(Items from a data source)
········

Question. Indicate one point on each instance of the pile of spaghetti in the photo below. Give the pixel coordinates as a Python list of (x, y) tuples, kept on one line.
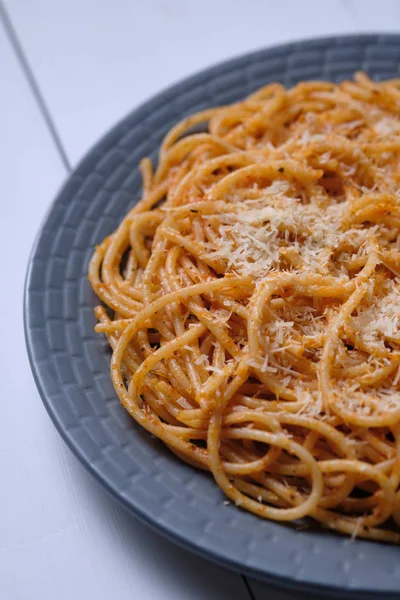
[(253, 302)]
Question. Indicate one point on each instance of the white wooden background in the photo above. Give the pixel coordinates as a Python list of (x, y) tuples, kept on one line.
[(69, 69)]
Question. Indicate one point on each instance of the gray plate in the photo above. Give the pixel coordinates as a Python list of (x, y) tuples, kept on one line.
[(71, 363)]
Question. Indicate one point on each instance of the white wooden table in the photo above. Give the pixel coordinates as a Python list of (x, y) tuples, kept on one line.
[(69, 69)]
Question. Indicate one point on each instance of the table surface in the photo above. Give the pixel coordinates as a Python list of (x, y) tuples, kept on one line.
[(69, 70)]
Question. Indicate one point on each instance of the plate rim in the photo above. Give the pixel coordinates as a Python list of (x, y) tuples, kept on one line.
[(209, 553)]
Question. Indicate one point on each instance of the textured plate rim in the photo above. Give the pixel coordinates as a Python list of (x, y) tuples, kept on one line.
[(268, 577)]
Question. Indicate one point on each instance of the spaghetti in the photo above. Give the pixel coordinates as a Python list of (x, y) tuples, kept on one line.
[(254, 302)]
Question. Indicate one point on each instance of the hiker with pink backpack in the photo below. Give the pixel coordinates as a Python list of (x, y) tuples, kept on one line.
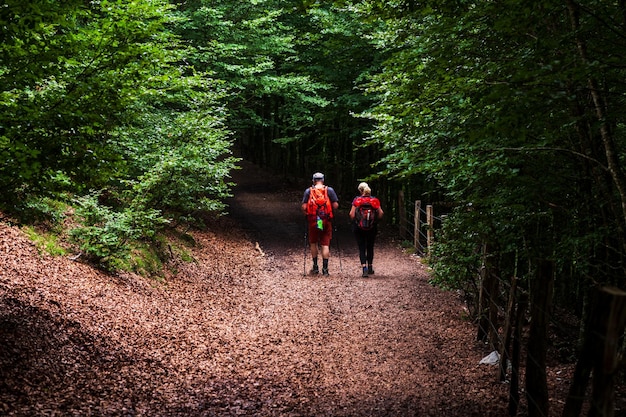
[(365, 214)]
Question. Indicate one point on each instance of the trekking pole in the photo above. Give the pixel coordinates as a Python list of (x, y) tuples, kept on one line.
[(338, 248), (306, 235)]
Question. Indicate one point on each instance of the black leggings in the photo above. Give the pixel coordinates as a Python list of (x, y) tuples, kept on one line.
[(365, 239)]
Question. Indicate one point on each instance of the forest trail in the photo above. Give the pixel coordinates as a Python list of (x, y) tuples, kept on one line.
[(237, 332)]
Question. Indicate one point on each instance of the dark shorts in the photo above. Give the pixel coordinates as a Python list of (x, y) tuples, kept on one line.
[(322, 237)]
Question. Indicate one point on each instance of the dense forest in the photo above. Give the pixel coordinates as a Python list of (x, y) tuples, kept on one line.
[(126, 118)]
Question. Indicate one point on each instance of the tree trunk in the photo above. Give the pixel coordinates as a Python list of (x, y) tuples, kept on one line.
[(600, 355), (536, 380)]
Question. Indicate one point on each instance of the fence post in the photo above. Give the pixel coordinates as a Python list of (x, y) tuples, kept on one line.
[(430, 219), (416, 227), (402, 214)]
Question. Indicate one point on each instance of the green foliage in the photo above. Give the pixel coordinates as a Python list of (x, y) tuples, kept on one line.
[(46, 242), (490, 104), (106, 235), (42, 210)]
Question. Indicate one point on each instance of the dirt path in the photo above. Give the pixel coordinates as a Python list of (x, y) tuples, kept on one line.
[(238, 333), (386, 345)]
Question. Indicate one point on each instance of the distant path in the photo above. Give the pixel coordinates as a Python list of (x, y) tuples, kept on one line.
[(229, 332)]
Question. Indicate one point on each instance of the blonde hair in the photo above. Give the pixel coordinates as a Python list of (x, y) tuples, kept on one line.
[(365, 189)]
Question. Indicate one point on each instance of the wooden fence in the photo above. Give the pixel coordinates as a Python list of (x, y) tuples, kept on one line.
[(417, 225)]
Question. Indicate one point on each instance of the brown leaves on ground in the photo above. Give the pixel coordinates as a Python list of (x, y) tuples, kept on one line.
[(239, 331)]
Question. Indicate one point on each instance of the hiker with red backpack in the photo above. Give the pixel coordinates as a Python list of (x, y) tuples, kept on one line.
[(318, 204), (365, 214)]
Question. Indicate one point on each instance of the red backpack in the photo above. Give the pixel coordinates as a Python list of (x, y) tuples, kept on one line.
[(366, 212), (319, 203)]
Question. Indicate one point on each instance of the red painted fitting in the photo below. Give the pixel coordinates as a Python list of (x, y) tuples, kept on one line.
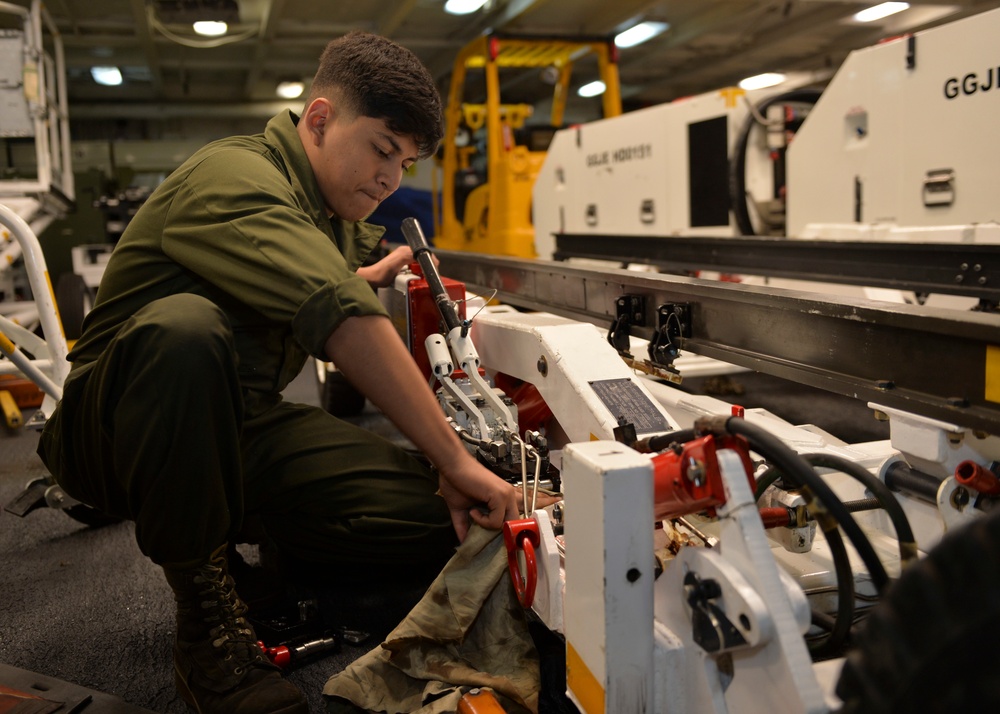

········

Brief:
Reproduce every one of the records above verbatim, omitting the pictures.

Reply to the task:
Question. Indicate one point on each instance of the pile of spaghetti in the photo below. Give the pixel coordinates as a Python list of (x, y) tuples, kept on one line.
[(253, 302)]
Question. Indicate one point on each instance of the white wooden background in the photo above. Give the pixel coordinates as a Python list of (x, y) tuples, kept on one line.
[(69, 69)]
Question. Indicate one point on each instance of the gray plate in the photo above. Give the pixel coordinates as a Python list of (x, y) tuples, kept on one line.
[(71, 363)]
Question. Indicate one point on each instance of the white wooden table in the photo above. Give the pixel coordinates as a Python list of (x, y) tuples, kept on one line.
[(69, 69)]
Question. Indicate one point on each instance of the table surface in the photo above. Give the pixel coordinates as a Python list of (x, y) tuples, kept on one line.
[(69, 70)]
Question. Indicate one point on each instance of the plate rim in the photo above. Give the pixel coordinates as a Python list of (x, y) tuples, kept on one line.
[(209, 553)]
Question. Indicate one point on each instance of the textured plate rim in the photo above. Give the pixel coordinates as a Python list of (x, y) tuples, kept on one line.
[(268, 577)]
Question. Indicate one point on each instance of the spaghetti in the photo above. Give the pixel coordinates as a Python list of (x, y) tuples, kept on one line.
[(254, 302)]
Question. Indicate one point on each instance of the hiker with pink backpack in the photo below. Give the pixel coordinates as a Python list of (x, y) tuples, kept on one line.
[(365, 214)]
Question. Indicate one point on each instance of the trekking pole in the photo above. Give the pixel coordinates as a Python list of (x, y) tuples, kept on one line.
[(338, 248), (306, 235)]
Question. Indicate one point on each instance of the black leggings in the photo above. Give the pixel coordinates as a Python list of (x, y) tuples, kept on one line.
[(365, 239)]
Question. Indicate one point on each instance of the forest trail in the photo above. Give the pixel coordinates as a Python list of (x, y) tuples, kept on one line.
[(237, 332)]
Question. Indicate one point on each instance of the dark shorts in the photo above. Give the pixel coordinates as a Python list of (x, y) tuples, kept on one line.
[(322, 237)]
Question. Indicate one point on each instance of the dense forest in the photo above. Give the pixel coordinates as a Python list of (x, y) tuples, kept on one line.
[(126, 118)]
Question. Indicate one point on each instance of the tree trunk in the photo above. Give the pixel coordinates as a Python list of (x, y) tuples, kept on one line.
[(600, 355), (536, 380)]
Question. Indicate one point on each instance of the fence post in the photo above. Give the pixel coordinates as a Python list of (x, y) tuples, kept on one line.
[(430, 219), (416, 227), (402, 214)]
Question. Indicate one point on each instance of the green foliage in the photo above. Give the pixel coordinates as a Python list of (x, y) tuples, kept on one line.
[(46, 242), (490, 104), (106, 235), (42, 210)]
Question. Indicate one point on each instance of the dirt path in the photo above. Give the pixel coordinates as a Python list of (x, y) tuples, kept on one line.
[(238, 333), (386, 345)]
Question. Indicate one point on each instance of the distant path in the photo above. Give the pixel coordinates as a Python list of (x, y) tuples, kept on one line.
[(229, 332)]
Question. Indicate one point on each instance of the blonde hair in the photo above. Give the pixel coordinates as a Python list of (x, y) tuples, kept on one line.
[(365, 189)]
Question. Indicate one point on each instance of the wooden fence in the photo above. Give the pixel coordinates as a Python list of (x, y) tuples, kept on one line.
[(417, 225)]
Question. Indicate one point on each instance of the brown leaves on ground in the photo above. Give the pixel coordinates as a Python list of (x, y) tuples, kept on one line.
[(239, 331)]
Question. Indicate one point on each instance of the hiker with red backpack in the photo above. Give the pixel coordinates as a Python list of (x, y) tuples, kept on one line.
[(318, 204), (365, 214)]
Question. Indicate one point on each instance of the red backpack in the photo above. Give the pixel coordinates as a Python list of (x, y) tuples, kept on one line.
[(366, 212), (319, 203)]
Question. Indicate one point on each instance of the red painted fitting in the photo below. Give the pixel coordinates as a Python list of (x, y) tuples, kept on one line.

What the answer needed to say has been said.